• _Что сделать_: Извлеките из списка ниже фрагмент, который начинается строкой, содержащей «Where can the table», и заканчивается строкой, содержащей «point(670, 428)», включая обе эти строки. Воспроизведите его дословно, без каких-либо изменений.

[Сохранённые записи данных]
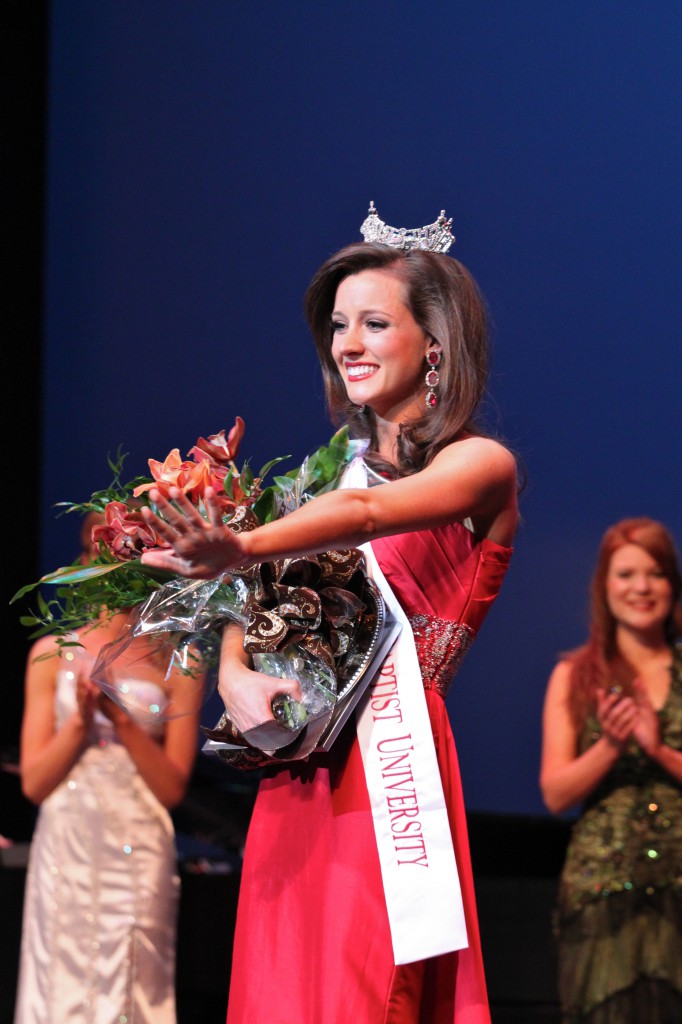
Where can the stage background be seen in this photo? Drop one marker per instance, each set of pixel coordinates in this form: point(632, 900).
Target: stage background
point(204, 159)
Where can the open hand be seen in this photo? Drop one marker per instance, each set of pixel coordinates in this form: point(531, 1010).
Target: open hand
point(248, 695)
point(200, 549)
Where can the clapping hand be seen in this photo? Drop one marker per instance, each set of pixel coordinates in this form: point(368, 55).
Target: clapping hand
point(616, 715)
point(200, 548)
point(647, 726)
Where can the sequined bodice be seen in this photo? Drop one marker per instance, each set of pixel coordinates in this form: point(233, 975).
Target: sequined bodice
point(445, 581)
point(629, 836)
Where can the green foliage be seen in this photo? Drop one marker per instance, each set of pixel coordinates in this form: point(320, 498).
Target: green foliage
point(84, 591)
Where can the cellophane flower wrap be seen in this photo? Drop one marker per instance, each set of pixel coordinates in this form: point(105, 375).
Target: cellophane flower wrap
point(315, 619)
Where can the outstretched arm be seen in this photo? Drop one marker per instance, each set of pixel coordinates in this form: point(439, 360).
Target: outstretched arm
point(475, 477)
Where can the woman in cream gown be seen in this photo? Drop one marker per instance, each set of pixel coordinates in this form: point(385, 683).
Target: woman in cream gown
point(100, 904)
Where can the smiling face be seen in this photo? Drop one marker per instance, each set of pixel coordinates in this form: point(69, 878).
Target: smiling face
point(638, 594)
point(378, 346)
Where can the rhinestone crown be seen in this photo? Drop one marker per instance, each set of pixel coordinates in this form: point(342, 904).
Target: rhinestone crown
point(435, 238)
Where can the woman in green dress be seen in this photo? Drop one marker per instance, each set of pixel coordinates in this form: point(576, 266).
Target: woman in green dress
point(612, 743)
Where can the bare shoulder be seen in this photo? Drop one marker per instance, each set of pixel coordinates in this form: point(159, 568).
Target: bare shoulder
point(42, 665)
point(489, 455)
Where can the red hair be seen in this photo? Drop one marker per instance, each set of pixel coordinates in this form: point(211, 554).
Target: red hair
point(599, 664)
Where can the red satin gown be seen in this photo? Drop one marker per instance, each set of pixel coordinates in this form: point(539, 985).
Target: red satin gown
point(312, 943)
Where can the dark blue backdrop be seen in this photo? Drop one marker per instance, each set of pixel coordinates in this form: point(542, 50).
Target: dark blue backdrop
point(205, 158)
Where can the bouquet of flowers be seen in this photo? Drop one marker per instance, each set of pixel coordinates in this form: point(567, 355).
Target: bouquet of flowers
point(316, 619)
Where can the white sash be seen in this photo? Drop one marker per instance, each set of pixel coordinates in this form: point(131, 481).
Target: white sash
point(418, 866)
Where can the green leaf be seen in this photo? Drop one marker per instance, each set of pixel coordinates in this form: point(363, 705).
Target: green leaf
point(268, 465)
point(266, 506)
point(247, 479)
point(76, 573)
point(24, 590)
point(228, 484)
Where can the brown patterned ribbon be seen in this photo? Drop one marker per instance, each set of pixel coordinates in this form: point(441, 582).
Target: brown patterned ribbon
point(314, 601)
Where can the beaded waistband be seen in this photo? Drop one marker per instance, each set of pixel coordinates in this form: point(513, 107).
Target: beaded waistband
point(440, 645)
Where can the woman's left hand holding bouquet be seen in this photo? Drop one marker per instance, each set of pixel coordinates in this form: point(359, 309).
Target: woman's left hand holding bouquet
point(200, 548)
point(203, 549)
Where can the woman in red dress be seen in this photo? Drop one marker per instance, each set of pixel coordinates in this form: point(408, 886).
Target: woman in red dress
point(401, 336)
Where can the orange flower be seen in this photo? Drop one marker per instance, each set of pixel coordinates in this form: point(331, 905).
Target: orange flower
point(165, 474)
point(125, 532)
point(217, 448)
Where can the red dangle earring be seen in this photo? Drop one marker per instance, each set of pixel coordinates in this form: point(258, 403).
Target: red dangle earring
point(432, 377)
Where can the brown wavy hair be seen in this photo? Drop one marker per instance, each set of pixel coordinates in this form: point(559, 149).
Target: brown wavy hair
point(599, 664)
point(445, 301)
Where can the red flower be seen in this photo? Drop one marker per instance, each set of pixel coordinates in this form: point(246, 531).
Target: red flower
point(213, 460)
point(125, 532)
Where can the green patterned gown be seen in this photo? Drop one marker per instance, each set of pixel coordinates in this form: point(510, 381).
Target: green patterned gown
point(620, 912)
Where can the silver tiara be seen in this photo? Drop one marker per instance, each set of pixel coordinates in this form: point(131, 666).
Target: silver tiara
point(435, 238)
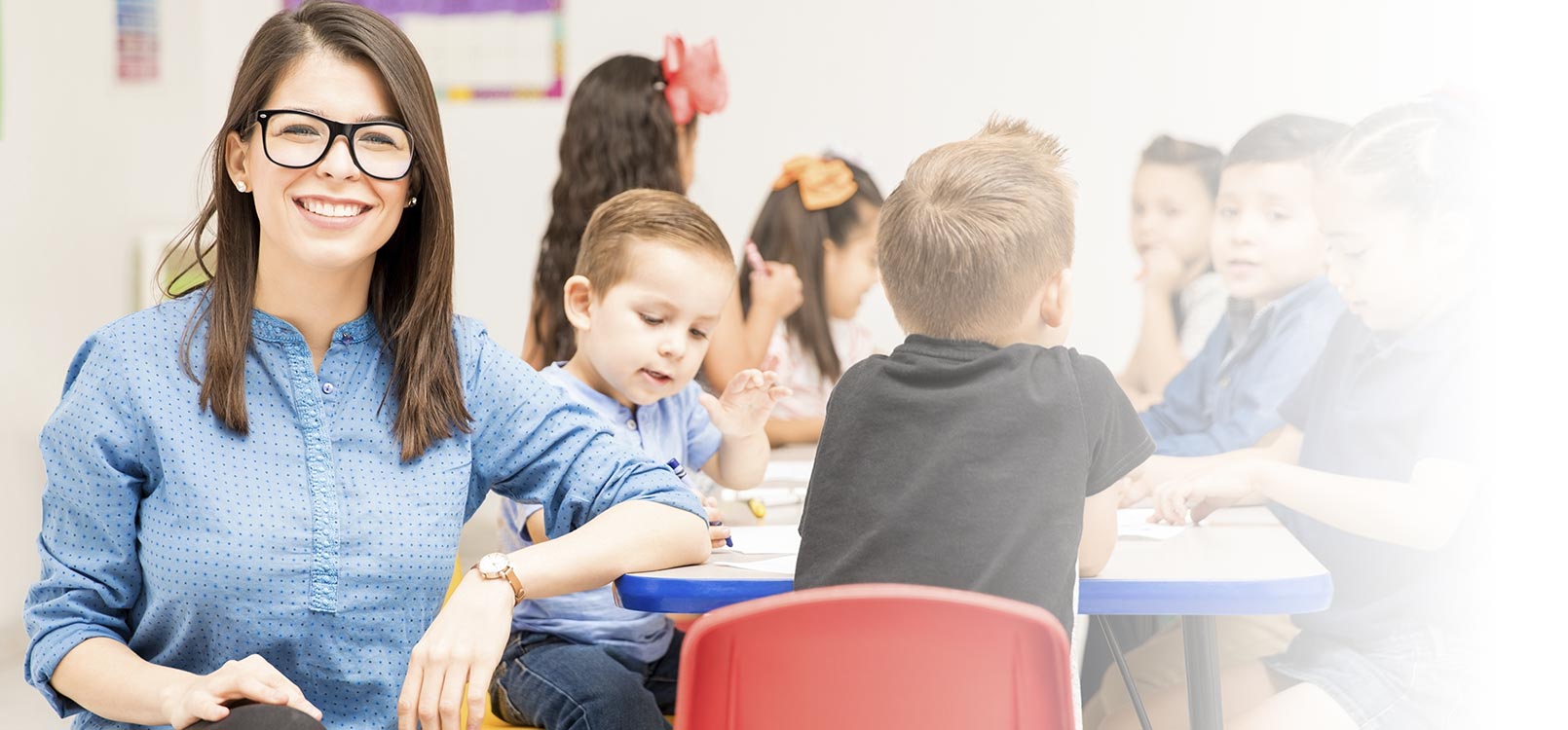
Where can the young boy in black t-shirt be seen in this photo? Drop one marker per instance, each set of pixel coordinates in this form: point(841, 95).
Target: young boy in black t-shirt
point(979, 455)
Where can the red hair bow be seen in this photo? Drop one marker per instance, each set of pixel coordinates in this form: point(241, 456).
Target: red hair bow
point(693, 79)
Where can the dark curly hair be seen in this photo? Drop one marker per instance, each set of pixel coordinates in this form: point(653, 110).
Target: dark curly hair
point(619, 135)
point(791, 234)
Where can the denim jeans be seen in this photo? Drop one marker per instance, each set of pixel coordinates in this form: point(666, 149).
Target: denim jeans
point(560, 685)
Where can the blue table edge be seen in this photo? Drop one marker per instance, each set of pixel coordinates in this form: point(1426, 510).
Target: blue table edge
point(1097, 596)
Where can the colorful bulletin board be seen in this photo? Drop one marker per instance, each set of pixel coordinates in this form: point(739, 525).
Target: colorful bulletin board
point(483, 49)
point(136, 40)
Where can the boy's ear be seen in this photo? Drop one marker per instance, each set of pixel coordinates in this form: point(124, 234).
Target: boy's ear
point(234, 159)
point(1056, 308)
point(579, 301)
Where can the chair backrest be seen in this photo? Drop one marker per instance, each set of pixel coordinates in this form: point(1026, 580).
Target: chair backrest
point(872, 657)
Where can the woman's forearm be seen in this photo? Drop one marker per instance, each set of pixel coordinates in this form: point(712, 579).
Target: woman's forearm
point(1423, 513)
point(108, 680)
point(632, 536)
point(786, 431)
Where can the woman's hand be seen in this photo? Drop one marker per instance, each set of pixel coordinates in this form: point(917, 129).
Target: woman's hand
point(1205, 493)
point(249, 678)
point(462, 647)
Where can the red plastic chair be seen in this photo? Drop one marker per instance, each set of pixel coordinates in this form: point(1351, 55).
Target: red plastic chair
point(876, 657)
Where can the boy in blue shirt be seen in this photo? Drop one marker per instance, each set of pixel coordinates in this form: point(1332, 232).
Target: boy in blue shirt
point(1270, 254)
point(642, 331)
point(1380, 465)
point(1267, 248)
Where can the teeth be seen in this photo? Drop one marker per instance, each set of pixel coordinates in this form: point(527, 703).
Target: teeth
point(321, 208)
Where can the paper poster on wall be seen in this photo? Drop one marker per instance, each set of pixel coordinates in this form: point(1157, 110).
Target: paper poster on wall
point(2, 72)
point(483, 49)
point(136, 40)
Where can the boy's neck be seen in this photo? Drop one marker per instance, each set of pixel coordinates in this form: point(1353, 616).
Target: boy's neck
point(582, 369)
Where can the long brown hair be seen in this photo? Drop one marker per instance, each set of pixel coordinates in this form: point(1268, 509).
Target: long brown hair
point(411, 282)
point(791, 234)
point(619, 135)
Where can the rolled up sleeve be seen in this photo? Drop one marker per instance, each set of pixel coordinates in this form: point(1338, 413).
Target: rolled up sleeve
point(93, 449)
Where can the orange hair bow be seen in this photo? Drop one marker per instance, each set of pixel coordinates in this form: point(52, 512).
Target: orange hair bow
point(693, 79)
point(824, 184)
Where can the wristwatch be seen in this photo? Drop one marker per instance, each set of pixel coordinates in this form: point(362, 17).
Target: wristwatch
point(498, 566)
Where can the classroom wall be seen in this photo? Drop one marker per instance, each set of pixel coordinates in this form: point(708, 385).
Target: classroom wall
point(87, 164)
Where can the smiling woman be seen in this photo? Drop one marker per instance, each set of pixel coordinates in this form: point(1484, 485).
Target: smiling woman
point(256, 489)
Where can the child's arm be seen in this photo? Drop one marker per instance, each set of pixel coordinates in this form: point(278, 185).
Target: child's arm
point(742, 339)
point(786, 431)
point(1100, 529)
point(1282, 445)
point(1157, 356)
point(740, 416)
point(1423, 513)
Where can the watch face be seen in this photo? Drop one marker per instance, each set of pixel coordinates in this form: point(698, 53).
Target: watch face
point(493, 563)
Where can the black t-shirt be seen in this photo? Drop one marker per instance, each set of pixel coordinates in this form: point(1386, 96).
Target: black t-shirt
point(963, 464)
point(1372, 408)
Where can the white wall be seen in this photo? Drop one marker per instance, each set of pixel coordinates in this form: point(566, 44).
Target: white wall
point(87, 164)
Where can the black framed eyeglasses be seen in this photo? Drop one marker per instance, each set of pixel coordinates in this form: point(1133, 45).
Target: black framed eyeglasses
point(300, 140)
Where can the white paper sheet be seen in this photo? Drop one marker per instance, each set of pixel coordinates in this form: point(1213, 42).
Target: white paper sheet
point(1134, 524)
point(783, 565)
point(765, 539)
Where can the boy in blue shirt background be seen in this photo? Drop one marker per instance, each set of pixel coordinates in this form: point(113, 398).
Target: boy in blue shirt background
point(580, 660)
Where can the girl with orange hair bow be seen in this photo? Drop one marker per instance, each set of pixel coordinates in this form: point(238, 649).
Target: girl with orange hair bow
point(820, 220)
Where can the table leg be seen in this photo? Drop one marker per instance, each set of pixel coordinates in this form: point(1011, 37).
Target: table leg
point(1205, 710)
point(1126, 674)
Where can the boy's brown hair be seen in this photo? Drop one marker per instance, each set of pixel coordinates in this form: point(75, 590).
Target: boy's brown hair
point(974, 229)
point(645, 215)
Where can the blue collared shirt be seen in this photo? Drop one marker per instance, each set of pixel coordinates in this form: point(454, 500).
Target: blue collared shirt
point(1374, 406)
point(1228, 396)
point(308, 541)
point(670, 428)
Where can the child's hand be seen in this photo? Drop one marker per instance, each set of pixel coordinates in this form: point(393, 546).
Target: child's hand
point(717, 533)
point(1161, 270)
point(747, 403)
point(1203, 493)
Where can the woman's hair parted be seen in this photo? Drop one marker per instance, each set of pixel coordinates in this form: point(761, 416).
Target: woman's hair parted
point(411, 282)
point(1200, 159)
point(974, 229)
point(789, 234)
point(645, 216)
point(618, 136)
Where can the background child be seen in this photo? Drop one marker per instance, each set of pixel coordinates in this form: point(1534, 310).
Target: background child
point(1269, 251)
point(979, 455)
point(642, 331)
point(1378, 469)
point(1182, 296)
point(822, 220)
point(631, 124)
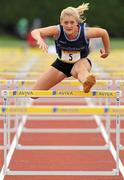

• _Результат_:
Where can the table leg be seen in this photo? Drop one marker per instance, each set of pixel coordinates in this form: point(1011, 37).
Target: table leg
point(1205, 710)
point(1126, 674)
Where can the boy's brown hair be seen in this photo? Drop one marker per instance, each set of pixel coordinates in this form: point(75, 590).
Target: boy's brown hair
point(974, 229)
point(645, 215)
Where can the blue collared shirt be seen in this photo? Drop one marker per instance, each set of pixel coordinates in this form: point(454, 500).
Target: blue collared shirt
point(1374, 406)
point(1228, 396)
point(308, 541)
point(670, 428)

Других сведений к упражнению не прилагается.